What to do:
In the binary tree diameter write-up, rewrite everything from "Given the root" down to "edges between them.", putting "vertices" wherever "nodes" appears.

Extract provided:
Begin

Diameter of Binary Tree

Problem

Given the root of a binary tree, return the length of the diameter of the tree.

The diameter of a binary tree is the length of the longest path between any two nodes in a tree. This path may or may not pass through the root.

The length of a path between two nodes is represented by the number of edges between them.

Constraints

• The number of nodes in the tree is in the range [1, 104].
• -100 <= Node.val <= 100

Solution

The problem Diameter of Binary Tree can by solved by using a depth-first search. Let p be a parent node in a given binary tree and c1 and c2 its child nodes. Then, the path that decides the diameter of p can either pass or not pass p. If the longest path passes p, then the diameter can be gained with depth(c1) + depth(c2) where depth(n) is a maximum depth of node n. If, on the other hand, the longest path does not pass p, then the diameter of p becomes max(diameter(c1), diameter(c2)) where diameter(n) is a diameter of node n, since the longest path must still be a part of either c1 or c2. Therefore, by applying depth-first search, we’re able to determine the diameter from the leaves up to the root node.

Implementation

/**
 * Definition for a binary tree node.
 * struct TreeNode {
 *     int val;
 *     TreeNode *left;
 *     TreeNode *right;
 *     TreeNode() : val(0), left(nullptr), right(nullptr) {}
 *     TreeNode(int x) : val(x), left(nullptr), right(nullptr) {}
 *     TreeNode(int x, TreeNode *left, TreeNode *right) : val(x), left(left), right(right) {}
 * };
 */
class Solution
{
  private:
    int diameter;

  public:
    int helper(TreeNode *root)
    {
        if (root == NULL)
            return -1;

        int ldepth = helper(root->left) + 1;
        int rdepth = helper(root->right) + 1;
        diameter = max(diameter, ldepth + rdepth);

        return max(ldepth, rdepth);
    }

    int diameterOfBinaryTree(TreeNode *root)
    {
        diameter = 0;
        helper(root);

        return diameter;
    }
};

End

Rows:
Begin

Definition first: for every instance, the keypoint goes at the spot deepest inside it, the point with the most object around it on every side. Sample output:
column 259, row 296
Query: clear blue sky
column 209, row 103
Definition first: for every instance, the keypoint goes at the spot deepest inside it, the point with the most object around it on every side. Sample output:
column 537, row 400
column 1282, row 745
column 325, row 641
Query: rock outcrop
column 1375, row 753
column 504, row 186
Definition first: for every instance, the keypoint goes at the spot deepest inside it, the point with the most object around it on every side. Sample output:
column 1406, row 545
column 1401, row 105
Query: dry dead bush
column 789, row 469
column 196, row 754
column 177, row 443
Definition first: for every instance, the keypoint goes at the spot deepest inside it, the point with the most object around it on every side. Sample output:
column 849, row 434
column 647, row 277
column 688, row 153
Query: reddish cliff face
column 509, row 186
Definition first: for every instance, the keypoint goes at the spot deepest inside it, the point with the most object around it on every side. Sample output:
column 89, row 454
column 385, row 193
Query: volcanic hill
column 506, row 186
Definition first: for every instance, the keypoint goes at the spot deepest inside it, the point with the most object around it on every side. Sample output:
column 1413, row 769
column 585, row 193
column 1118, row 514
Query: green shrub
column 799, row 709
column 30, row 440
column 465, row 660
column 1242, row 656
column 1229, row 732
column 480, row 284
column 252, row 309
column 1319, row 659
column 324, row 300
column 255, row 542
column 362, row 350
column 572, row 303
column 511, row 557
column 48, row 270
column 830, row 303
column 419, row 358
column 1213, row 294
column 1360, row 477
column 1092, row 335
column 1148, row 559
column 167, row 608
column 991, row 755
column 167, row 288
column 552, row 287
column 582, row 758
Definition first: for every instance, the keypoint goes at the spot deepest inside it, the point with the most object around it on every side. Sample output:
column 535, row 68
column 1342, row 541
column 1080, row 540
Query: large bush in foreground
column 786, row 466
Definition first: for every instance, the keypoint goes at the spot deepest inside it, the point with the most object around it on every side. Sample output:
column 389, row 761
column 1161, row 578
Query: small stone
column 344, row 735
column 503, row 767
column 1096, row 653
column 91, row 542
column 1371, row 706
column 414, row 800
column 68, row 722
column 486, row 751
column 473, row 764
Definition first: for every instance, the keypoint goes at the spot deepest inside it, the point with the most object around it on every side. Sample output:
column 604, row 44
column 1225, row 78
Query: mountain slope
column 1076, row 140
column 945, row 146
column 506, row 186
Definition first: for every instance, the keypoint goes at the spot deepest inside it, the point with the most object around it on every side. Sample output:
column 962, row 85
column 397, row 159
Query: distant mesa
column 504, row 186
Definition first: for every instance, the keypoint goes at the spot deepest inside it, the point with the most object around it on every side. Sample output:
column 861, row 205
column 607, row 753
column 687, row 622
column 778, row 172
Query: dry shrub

End

Solution to this exercise:
Given the root of a binary tree, return the length of the diameter of the tree.

The diameter of a binary tree is the length of the longest path between any two vertices in a tree. This path may or may not pass through the root.

The length of a path between two vertices is represented by the number of edges between them.